(Excerpt Opens)
The Wang Lab Reveals the Neuroimmune Mechanism of the “Inflammation-Anxiety” Cycle in Atopic Dermatitis in Immunity
Source:Fang Wang
2026-03-18
On February 20, 2026, a collaborative study led by Dr. Fang Wang (Dermatology Hospital of Southern Medical University), Dr. Fengxian Li (Zhujiang Hospital of Southern Medical University), and the First Affiliated Hospital of Sun Yat-sen University was published in Immunity. The paper, titled “Hyperactivation of sympathetic nerves fuels basophil infiltration in atopic dermatitis,” systematically reveals how dermatitis-induced anxiety amplifies skin inflammation through a “sympathetic nerve-basophil axis.” This research opens new therapeutic avenues for patients with severe atopic dermatitis (AD) suffering from comorbid emotional disorders.

This work originated from the clinical observation that AD patients are often trapped in a vicious cycle of “anxiety/insomnia and exacerbation of skin lesion.” To explore the underlying biological mechanisms, the research team first established an MC903-induced AD mouse model and confirmed that as skin lesions worsened, the mice exhibited significant anxiety-like behaviors. However, the study found that this stress-induced exacerbation of dermatitis does not rely on the classical hypothalamic-pituitary-adrenal (HPA) axis; neither bilateral adrenalectomy nor pharmacological blockade of HPA axis signaling could alleviate the anxiety-driven exacerbation of skin inflammation. Utilizing retrograde tracing techniques with viruses and chemical tracers, the research team focused on the autonomic nervous system. They discovered that the sympathetic nerves innervating the ear skin (primarily originating from the superior cervical ganglion, SCG) were in a state of hyperactivation during the course of AD, with a significant increase in the density of sympathetic nerve fibers in the lesional area and a markedly elevated local concentration of the neurotransmitter norepinephrine (NE).
(Excerpt Closes)
(Provided information Opens)
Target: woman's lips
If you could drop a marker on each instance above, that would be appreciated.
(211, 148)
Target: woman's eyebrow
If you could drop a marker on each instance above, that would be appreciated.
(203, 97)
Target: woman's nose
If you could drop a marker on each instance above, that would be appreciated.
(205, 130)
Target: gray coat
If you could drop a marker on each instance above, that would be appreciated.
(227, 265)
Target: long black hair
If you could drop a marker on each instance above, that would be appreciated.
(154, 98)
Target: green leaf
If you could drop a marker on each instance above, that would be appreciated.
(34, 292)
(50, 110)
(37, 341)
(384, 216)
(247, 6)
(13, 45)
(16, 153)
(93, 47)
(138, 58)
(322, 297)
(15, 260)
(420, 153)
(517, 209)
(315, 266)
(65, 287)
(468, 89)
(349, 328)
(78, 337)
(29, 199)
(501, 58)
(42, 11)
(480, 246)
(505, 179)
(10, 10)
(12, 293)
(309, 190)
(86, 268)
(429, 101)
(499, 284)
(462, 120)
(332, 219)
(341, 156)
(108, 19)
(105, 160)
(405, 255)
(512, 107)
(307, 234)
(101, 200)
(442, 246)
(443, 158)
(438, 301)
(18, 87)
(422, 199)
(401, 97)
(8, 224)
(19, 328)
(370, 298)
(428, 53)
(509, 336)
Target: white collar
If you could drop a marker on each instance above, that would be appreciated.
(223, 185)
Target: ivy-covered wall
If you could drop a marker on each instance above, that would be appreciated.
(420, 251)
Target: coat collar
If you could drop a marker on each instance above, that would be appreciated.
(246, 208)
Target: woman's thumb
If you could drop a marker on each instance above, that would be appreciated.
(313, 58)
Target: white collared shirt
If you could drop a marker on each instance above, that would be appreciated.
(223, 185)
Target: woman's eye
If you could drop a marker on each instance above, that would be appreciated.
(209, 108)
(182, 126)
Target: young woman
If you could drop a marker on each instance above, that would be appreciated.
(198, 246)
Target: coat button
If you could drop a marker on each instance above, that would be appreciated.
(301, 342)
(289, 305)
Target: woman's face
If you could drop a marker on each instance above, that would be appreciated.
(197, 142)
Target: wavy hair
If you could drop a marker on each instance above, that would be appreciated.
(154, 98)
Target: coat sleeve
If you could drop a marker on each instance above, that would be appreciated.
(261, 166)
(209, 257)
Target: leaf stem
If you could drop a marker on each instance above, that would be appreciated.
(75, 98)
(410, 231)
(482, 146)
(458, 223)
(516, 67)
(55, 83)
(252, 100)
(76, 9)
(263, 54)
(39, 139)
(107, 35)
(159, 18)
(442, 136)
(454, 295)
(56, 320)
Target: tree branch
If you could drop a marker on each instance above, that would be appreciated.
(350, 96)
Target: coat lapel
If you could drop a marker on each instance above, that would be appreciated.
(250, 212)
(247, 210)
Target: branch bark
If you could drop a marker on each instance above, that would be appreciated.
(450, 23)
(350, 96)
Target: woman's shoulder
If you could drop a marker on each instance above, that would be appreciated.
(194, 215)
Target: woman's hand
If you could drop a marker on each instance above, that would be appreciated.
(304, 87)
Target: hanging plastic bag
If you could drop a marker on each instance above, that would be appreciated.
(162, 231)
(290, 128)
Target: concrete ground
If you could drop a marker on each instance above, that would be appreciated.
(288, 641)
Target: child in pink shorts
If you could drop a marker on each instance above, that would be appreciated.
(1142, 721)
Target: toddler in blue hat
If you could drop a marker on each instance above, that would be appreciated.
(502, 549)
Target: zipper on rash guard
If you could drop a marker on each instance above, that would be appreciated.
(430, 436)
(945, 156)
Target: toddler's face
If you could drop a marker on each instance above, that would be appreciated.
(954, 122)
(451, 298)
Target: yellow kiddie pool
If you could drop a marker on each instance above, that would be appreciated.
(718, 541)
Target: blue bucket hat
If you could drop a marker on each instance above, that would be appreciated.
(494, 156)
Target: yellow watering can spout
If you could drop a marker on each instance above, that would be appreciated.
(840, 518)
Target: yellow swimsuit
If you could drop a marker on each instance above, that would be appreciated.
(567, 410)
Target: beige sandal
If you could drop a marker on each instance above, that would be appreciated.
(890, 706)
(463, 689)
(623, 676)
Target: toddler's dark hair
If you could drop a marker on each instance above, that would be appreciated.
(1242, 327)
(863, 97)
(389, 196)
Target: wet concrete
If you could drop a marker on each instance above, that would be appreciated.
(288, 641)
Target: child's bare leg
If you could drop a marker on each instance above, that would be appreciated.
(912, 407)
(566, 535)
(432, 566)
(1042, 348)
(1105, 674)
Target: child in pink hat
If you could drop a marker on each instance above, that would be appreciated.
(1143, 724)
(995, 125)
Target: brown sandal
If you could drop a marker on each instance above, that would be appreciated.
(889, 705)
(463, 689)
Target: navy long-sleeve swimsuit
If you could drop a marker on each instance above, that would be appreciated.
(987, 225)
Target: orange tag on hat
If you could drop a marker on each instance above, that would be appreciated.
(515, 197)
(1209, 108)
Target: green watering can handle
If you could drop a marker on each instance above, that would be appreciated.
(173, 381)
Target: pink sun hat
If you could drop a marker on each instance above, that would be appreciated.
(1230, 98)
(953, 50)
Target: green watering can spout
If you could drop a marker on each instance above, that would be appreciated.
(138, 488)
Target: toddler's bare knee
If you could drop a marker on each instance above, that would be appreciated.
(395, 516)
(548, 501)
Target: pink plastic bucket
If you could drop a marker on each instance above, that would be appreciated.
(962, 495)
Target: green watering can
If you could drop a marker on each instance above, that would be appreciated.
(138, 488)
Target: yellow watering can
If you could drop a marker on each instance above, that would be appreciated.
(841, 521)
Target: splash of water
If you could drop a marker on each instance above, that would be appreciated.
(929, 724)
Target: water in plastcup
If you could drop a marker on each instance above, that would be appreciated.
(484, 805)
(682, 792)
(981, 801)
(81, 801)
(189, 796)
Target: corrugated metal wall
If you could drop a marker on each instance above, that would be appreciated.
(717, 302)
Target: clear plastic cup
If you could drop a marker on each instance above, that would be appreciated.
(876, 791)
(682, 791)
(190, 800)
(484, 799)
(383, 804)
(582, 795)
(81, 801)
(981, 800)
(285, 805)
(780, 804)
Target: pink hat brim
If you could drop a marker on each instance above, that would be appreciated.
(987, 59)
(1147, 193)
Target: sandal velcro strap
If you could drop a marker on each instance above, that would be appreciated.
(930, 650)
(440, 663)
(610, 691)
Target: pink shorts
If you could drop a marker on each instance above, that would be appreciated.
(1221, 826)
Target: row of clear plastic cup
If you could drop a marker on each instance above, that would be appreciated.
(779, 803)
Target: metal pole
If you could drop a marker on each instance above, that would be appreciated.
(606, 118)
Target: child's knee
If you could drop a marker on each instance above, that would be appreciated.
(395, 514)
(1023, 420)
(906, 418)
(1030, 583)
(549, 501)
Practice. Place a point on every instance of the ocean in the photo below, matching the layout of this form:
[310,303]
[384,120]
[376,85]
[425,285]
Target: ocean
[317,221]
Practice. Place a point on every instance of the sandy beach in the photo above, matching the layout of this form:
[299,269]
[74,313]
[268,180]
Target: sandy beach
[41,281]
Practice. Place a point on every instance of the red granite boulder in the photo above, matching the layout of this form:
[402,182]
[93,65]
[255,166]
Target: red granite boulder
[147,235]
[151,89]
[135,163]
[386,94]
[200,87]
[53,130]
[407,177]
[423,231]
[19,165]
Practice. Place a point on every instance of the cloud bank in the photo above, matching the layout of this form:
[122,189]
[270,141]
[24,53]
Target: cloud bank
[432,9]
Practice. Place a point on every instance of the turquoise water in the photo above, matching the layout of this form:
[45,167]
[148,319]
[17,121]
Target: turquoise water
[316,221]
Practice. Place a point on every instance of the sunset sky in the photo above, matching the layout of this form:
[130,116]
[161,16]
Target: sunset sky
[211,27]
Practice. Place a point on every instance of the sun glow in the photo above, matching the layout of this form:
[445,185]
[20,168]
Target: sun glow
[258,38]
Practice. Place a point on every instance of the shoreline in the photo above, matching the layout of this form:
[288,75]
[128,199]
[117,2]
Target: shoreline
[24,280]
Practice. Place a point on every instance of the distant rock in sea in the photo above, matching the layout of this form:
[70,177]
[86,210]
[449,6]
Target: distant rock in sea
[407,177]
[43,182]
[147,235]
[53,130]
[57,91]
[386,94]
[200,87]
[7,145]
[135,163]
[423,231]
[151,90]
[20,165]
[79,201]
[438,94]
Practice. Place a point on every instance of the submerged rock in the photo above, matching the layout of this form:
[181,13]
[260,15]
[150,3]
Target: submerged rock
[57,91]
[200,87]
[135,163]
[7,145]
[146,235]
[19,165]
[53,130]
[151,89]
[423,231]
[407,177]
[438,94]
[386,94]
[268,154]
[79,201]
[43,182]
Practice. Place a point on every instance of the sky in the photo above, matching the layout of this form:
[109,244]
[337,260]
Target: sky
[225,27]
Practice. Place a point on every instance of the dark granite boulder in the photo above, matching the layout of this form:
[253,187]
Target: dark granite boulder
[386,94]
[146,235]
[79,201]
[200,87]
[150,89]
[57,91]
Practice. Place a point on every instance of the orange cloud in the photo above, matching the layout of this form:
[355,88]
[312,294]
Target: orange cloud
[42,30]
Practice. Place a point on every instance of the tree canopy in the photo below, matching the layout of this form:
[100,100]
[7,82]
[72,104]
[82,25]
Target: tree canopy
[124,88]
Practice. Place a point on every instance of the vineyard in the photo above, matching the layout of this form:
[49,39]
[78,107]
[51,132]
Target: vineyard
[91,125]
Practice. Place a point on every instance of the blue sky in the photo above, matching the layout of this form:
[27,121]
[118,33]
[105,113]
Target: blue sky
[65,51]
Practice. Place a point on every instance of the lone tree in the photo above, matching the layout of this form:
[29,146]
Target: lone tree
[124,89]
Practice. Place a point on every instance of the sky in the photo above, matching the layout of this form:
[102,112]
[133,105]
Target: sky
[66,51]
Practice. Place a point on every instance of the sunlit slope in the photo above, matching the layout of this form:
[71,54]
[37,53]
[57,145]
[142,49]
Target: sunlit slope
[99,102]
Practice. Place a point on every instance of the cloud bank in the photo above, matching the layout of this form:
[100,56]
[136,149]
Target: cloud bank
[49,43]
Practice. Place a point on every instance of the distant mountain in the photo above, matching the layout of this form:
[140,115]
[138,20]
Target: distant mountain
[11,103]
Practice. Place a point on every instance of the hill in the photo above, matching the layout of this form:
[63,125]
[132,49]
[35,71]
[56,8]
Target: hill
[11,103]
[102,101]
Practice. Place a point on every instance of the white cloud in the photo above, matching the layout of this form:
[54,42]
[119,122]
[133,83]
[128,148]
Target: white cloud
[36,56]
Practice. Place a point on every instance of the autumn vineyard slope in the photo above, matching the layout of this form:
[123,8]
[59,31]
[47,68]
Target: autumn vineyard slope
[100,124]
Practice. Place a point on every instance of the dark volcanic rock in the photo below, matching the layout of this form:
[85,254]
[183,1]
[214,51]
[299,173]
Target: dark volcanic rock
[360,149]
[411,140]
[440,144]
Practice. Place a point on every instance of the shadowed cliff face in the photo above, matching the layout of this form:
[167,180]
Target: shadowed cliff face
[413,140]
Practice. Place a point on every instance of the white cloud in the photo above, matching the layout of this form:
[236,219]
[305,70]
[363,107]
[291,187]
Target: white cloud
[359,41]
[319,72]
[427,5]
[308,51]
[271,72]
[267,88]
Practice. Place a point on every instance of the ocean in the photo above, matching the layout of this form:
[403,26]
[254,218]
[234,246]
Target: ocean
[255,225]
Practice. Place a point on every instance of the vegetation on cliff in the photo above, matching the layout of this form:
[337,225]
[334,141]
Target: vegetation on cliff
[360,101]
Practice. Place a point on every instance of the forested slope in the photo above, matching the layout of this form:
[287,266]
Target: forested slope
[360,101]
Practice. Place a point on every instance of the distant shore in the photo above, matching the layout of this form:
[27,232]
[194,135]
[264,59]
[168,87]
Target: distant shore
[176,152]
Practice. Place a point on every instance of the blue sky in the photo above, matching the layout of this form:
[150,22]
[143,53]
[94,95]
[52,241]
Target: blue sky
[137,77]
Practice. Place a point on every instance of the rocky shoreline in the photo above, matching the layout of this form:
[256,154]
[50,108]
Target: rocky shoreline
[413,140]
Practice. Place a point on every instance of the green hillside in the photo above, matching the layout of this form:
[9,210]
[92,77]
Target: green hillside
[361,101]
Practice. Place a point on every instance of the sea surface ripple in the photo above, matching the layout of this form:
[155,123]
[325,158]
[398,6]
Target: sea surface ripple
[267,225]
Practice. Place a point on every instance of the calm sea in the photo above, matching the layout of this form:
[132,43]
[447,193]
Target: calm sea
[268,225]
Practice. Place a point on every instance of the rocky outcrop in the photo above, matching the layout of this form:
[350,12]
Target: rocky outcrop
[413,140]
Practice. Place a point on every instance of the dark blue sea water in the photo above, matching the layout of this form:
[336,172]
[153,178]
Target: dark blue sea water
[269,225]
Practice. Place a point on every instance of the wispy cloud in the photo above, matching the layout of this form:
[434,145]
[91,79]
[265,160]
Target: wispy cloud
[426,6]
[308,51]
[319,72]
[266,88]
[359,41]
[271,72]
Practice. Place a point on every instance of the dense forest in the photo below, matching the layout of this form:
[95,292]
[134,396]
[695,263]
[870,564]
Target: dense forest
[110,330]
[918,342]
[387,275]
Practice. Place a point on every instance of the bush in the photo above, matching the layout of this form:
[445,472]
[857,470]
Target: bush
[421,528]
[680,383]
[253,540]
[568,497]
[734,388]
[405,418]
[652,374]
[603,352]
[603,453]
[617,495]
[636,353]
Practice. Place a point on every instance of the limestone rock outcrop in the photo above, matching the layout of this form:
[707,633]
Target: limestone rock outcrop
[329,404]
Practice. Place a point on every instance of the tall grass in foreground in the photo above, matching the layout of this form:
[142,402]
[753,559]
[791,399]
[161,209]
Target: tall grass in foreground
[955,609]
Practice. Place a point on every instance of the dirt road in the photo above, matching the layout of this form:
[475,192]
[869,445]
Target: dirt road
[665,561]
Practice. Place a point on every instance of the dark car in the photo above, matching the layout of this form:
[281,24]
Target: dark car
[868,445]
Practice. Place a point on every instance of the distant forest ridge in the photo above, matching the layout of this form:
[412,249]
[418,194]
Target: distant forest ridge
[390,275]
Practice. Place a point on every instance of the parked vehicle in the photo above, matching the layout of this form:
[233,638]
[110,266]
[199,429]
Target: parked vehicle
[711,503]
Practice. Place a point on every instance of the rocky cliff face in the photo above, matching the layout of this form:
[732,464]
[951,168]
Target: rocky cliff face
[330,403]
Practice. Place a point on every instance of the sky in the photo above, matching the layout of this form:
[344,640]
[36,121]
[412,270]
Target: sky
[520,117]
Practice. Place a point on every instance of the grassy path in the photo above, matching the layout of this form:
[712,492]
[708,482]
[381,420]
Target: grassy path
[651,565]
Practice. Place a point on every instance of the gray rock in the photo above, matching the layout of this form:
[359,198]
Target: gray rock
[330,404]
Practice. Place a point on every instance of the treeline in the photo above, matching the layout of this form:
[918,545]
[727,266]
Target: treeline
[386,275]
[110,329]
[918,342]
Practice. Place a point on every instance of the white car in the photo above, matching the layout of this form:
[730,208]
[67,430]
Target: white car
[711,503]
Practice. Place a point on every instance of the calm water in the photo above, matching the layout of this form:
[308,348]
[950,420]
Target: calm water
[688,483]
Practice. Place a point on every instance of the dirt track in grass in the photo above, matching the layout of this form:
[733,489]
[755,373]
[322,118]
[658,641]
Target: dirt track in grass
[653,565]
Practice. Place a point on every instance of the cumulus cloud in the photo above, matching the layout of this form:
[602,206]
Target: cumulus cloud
(Provided information Closes)
Exercises to complete -
A: Can you condense the paragraph of the atopic dermatitis article beginning "On February 20, 2026" while keeping its main facts?
B: Reproduce the atopic dermatitis article from "The Wang Lab" up to and including "comorbid emotional disorders.".
C: Could you pick up the atopic dermatitis article after its final sentence and write what comes next?
The material above comes from a different source than the atopic dermatitis article.

Task answers -
A: On February 20, 2026, Immunity published a collaborative study led by Dr. Fang Wang (Dermatology Hospital of Southern Medical University), Dr. Fengxian Li (Zhujiang Hospital of Southern Medical University), and the First Affiliated Hospital of Sun Yat-sen University. The paper, "Hyperactivation of sympathetic nerves fuels basophil infiltration in atopic dermatitis," shows that anxiety caused by dermatitis worsens skin inflammation through a "sympathetic nerve-basophil axis." The findings point to new treatments for patients with severe atopic dermatitis (AD) who also have emotional disorders.

B:
The Wang Lab Reveals the Neuroimmune Mechanism of the “Inflammation-Anxiety” Cycle in Atopic Dermatitis in Immunity
Source:Fang Wang
2026-03-18
On February 20, 2026, a collaborative study led by Dr. Fang Wang (Dermatology Hospital of Southern Medical University), Dr. Fengxian Li (Zhujiang Hospital of Southern Medical University), and the First Affiliated Hospital of Sun Yat-sen University was published in Immunity. The paper, titled “Hyperactivation of sympathetic nerves fuels basophil infiltration in atopic dermatitis,” systematically reveals how dermatitis-induced anxiety amplifies skin inflammation through a “sympathetic nerve-basophil axis.” This research opens new therapeutic avenues for patients with severe atopic dermatitis (AD) suffering from comorbid emotional disorders.

C:
In terms of mechanistic exploration, flow cytometry confirmed that basophils are the key cells receiving the pro-inflammatory signals from sympathetic nerves. NE released by sympathetic nerves acts directly on the highly expressed β2-adrenergic receptors (ADRβ2) on basophils, acting like an “acceleration engine” to greatly enhance their motility and migration capacity within the skin. More critically, the activated basophils synthesize and secrete large amounts of the chemokine CCL6, which binds to its own receptor CCR1 to form a powerful positive feedback loop. This continuously recruits more basophils to the lesional site, leading to persistent and exacerbated inflammation. Conditional knockout of the Adrb2 gene in basophils or blockade of the CCL6/CCR1 chemotactic pathway in mice effectively severed this “neuro-immune” crosstalk, resulting in significant alleviation of skin inflammation.

Regarding therapeutic efficacy and clinical translation, this mechanism was highly consistently validated in human clinical samples. The research team conducted an in-depth analysis of AD patient samples and found a significantly increased density of sympathetic nerve fibers in the skin lesions, which were spatially in close proximity to basophils. The expression levels of ADRβ2, CCL23 (the human homolog of CCL6), and CCR1 in the peripheral blood basophils of patients were significantly and abnormally elevated, and they showed a significant positive correlation with the patients' anxiety (GAD-7), depression (PHQ-9), and sleep disorder (PSQI) scores, as well as the severity of skin lesions (EASI). This not only provides direct biological evidence for the concurrent treatment of psychological and physical symptoms but also suggests that lowering sympathetic nerve tension through psychological interventions such as digital cognitive behavioral therapy (dCBT), or developing targeted drugs against the sympathetic nerve-basophil axis in the future, will become crucial breakthroughs for disrupting the vicious “inflammation-anxiety” cycle in AD patients.


In summary, this study systematically elucidates the critical bridging role of the “sympathetic nerve-basophil axis” between emotion and skin inflammation, providing a new theoretical basis for the comprehensive treatment strategies of chronic inflammatory and pruritic skin diseases, and supplementing key evidence for the “brain-skin axis” interaction mechanism.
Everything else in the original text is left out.